◆ **What to work on**
Return the records word for word, from their beginning through the line that contains "box: [491, 97, 602, 145]", with both ends included. Leave the pictures out of your answer.

◆ **Data for analysis**
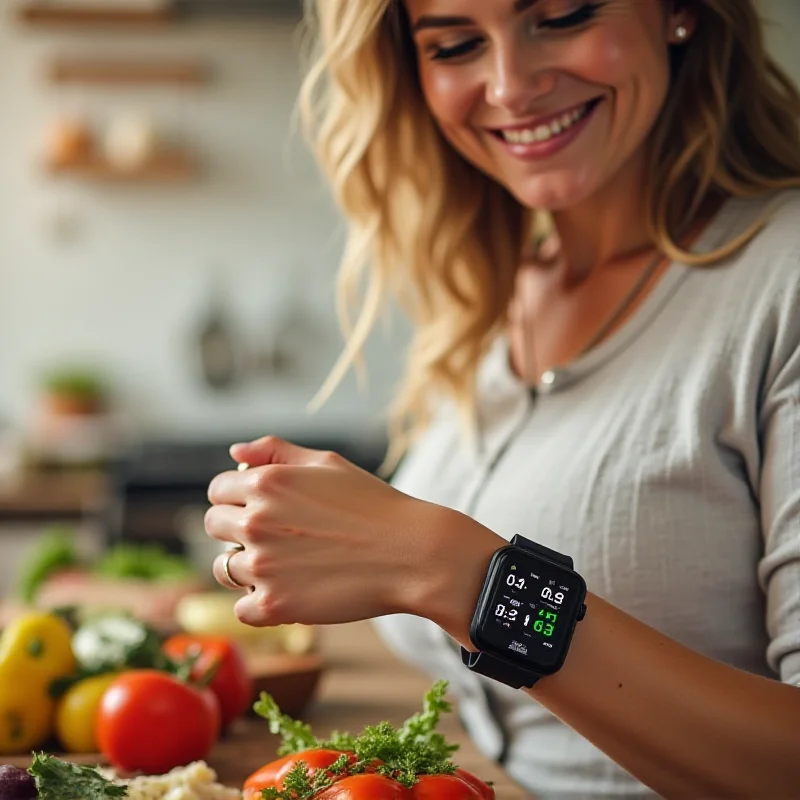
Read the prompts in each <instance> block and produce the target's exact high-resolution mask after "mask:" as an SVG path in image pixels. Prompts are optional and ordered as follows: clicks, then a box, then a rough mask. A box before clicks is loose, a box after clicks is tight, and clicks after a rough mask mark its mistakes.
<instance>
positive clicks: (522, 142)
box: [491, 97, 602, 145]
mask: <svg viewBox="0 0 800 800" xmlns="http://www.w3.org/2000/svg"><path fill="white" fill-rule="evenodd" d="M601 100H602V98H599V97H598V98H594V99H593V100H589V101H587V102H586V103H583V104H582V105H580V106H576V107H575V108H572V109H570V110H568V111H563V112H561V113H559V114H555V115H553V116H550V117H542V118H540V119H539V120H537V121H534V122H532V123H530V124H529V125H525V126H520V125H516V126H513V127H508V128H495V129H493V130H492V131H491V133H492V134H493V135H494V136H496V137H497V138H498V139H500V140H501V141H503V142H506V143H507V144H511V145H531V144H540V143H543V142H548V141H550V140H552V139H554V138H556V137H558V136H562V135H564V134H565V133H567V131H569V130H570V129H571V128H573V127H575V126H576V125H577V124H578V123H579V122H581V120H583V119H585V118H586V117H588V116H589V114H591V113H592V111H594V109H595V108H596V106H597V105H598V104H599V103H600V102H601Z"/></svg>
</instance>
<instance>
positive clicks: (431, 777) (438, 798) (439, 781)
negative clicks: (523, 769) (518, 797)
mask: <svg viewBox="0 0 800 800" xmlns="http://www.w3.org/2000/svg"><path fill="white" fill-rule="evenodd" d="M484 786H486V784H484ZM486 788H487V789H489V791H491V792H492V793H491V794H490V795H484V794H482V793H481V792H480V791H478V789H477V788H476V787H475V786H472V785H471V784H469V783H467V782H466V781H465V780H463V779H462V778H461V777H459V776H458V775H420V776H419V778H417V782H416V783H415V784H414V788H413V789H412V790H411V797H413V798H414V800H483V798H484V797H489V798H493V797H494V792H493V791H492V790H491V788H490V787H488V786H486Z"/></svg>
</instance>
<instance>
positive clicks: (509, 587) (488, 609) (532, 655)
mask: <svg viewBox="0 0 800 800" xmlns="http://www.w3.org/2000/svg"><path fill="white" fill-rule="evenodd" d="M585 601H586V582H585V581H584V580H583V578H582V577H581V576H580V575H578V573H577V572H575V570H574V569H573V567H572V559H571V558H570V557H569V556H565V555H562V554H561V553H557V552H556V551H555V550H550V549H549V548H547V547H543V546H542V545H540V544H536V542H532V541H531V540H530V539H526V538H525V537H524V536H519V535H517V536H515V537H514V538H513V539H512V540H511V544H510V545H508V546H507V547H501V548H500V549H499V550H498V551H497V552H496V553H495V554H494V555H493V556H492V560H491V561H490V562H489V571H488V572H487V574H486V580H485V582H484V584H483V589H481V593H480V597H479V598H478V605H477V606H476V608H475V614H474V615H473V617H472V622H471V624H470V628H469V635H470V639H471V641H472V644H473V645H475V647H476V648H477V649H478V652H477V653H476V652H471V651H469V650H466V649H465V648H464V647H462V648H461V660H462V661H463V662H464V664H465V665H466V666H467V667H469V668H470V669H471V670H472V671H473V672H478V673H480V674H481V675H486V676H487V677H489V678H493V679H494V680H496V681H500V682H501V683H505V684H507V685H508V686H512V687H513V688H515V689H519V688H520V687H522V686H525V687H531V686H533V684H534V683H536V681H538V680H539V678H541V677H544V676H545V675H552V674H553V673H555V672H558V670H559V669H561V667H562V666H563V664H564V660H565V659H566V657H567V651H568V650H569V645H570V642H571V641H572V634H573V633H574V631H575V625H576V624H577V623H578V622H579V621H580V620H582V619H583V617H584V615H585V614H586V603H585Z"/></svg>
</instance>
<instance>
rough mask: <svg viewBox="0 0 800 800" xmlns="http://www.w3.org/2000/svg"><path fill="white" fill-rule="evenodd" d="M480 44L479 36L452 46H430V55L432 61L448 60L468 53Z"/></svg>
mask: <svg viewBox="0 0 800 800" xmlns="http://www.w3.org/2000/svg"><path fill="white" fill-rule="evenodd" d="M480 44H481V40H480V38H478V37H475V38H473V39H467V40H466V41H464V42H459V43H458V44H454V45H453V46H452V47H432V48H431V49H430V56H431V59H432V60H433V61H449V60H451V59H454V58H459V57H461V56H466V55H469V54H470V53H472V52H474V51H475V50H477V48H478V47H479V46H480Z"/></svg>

◆ **Solution to this task**
Read the prompts in each <instance> block and produce the target's exact high-resolution mask after "mask:" as an SVG path in image pixels. Prompts are optional and ordered as follows: clicks, then a box, then a rough mask. A box before clicks is loose, a box after clicks is tight, and clicks after a rough mask mark its mistakes.
<instance>
positive clicks: (522, 142)
box: [491, 97, 602, 145]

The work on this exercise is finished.